Quoted text:

══════

Nova Scotia
Nova Scotia Recording Laws: One-Party Consent Rules

Yes, you can record a conversation you are part of in Nova Scotia. Canada operates under one-party consent nationwide: Criminal Code s. 184(2)(a) permits any party to a private communication to record it without notifying the others. Recording a conversation you are not part of is a federal criminal offence punishable by up to five years in prison.
Is It Legal to Record Conversations in Nova Scotia?
The answer rests entirely on federal law. Criminal Code s. 184(1) makes intercepting a private communication a serious criminal offence. The offence is relieved by s. 184(2)(a), which provides a one-party consent exception: the prohibition does not apply to a person who has the consent (express or implied) of the originator of the private communication or of the person intended to receive it.
Because you are always the originator of your own side of any conversation, you automatically satisfy the one-party consent requirement whenever you are a participant. You do not need the other party's permission. You do not need to announce that you are recording. This rule is federal and uniform across all thirteen provinces and territories. Nova Scotia has enacted no law that modifies or tightens it.
The definition of "private communication" in s. 183 is deliberately restrictive: it requires that the originator made the communication under circumstances where it was reasonable to expect it would not be intercepted by anyone other than the intended recipient. A conversation shouted across a crowded public market, or remarks made at an open community meeting, likely fall outside the definition entirely, meaning s. 184(1) is not even engaged.
Recording Conversations You Are Part Of
When you are a direct participant in a conversation (face to face, on the phone, in a video call, or in a group meeting) you may record it. Section 183.1 of the Criminal Code extends the one-party rule to multi-party communications: consent by any one participant is sufficient consent for all purposes under Part VI. You may therefore record a conference call with three other participants, a team meeting, or a family discussion, as long as you are one of the participants.
This applies in any setting in Nova Scotia: your home, a restaurant, a business premises, a vehicle, or over any telecommunications network. The consent you hold is your own participation.
Practically speaking, lawful recording does not mean unlimited use. Section 193(1) of the Criminal Code creates a separate offence, punishable by up to two years imprisonment, for knowingly using, disclosing, or revealing the existence of a private communication that was intercepted without consent. If you record lawfully, s. 193 does not apply. However, broadcasting or publishing the recording may still engage civil liability in defamation or, in limited circumstances, privacy law.
Recording Others Without Their Knowledge
Recording a private communication when you are not a party to it, and without the consent of at least one party, violates s. 184(1). This is an indictable offence carrying a maximum of five years imprisonment. It also carries a summary conviction option.

══════

Records of labeled points:
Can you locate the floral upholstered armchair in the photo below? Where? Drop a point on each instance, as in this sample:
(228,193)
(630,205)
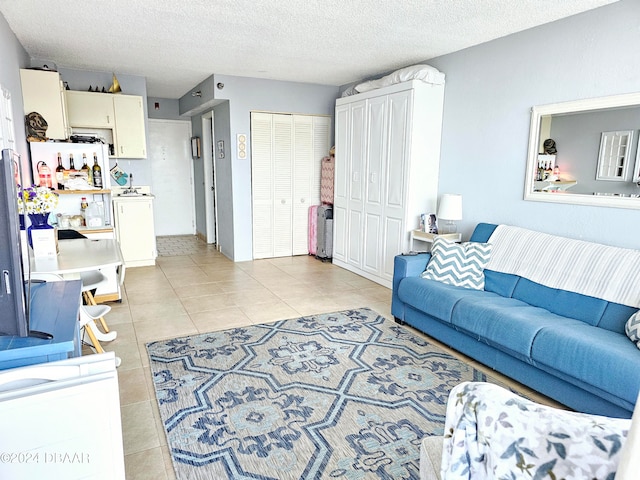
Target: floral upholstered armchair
(492,433)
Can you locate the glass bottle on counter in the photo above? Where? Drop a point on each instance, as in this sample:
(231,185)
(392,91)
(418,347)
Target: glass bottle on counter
(60,173)
(85,168)
(97,172)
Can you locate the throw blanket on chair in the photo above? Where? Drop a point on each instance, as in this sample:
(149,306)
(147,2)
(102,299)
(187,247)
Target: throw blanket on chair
(600,271)
(492,433)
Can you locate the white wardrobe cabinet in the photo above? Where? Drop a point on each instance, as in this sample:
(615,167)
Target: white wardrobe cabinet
(387,163)
(286,151)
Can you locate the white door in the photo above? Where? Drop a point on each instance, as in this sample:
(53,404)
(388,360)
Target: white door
(357,171)
(395,204)
(172,174)
(377,116)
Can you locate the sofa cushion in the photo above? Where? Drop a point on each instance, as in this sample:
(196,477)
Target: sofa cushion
(460,265)
(508,324)
(632,328)
(436,298)
(501,283)
(597,357)
(615,317)
(564,303)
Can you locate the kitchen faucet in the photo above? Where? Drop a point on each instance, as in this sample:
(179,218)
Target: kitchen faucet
(130,190)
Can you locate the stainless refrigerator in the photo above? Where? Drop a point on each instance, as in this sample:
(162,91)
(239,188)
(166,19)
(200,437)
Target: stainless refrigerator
(13,306)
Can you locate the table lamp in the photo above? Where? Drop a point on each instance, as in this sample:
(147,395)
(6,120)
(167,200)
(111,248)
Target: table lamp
(450,210)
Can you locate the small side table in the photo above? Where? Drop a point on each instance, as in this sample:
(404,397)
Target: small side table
(426,237)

══════

Directions:
#1 Reproduce the passage of the Nova Scotia recording-law text between "Yes, you can" and "years in prison.", inclusive.
#2 Format the lines of the records of labeled points as a JSON list of strings, one string per line and blank lines omitted. Start at the line containing "Can you locate the white door" and continue through the end of the records, both ends included.

The answers:
#1
Yes, you can record a conversation you are part of in Nova Scotia. Canada operates under one-party consent nationwide: Criminal Code s. 184(2)(a) permits any party to a private communication to record it without notifying the others. Recording a conversation you are not part of is a federal criminal offence punishable by up to five years in prison.

#2
[
  "Can you locate the white door in the photo above? Where? Drop a point on each instance, as in this sample:",
  "(53,404)",
  "(388,360)",
  "Target: white door",
  "(357,171)",
  "(395,204)",
  "(172,174)",
  "(377,116)",
  "Can you locate the sofa cushion in the photo above? Where? Drop a point on each instance, as in this sample:",
  "(196,477)",
  "Target: sofa cushion",
  "(460,265)",
  "(508,324)",
  "(632,328)",
  "(436,298)",
  "(501,283)",
  "(597,357)",
  "(615,317)",
  "(564,303)",
  "Can you locate the kitchen faucet in the photo above? Where? Drop a point on each instance, as in this sample:",
  "(179,218)",
  "Target: kitchen faucet",
  "(130,190)",
  "Can you locate the stainless refrigerator in the photo above? Where? Drop a point on each instance, as in this sample:",
  "(162,91)",
  "(239,188)",
  "(166,19)",
  "(200,437)",
  "Target: stainless refrigerator",
  "(13,306)",
  "Can you locate the table lamp in the photo above? Where? Drop a point on each instance, as in this sample:",
  "(147,395)",
  "(6,120)",
  "(167,200)",
  "(111,248)",
  "Target: table lamp",
  "(450,210)",
  "Can you locate the small side table in the photo above? Where? Drop a point on each instance, as in this sample:",
  "(404,397)",
  "Target: small side table",
  "(426,237)"
]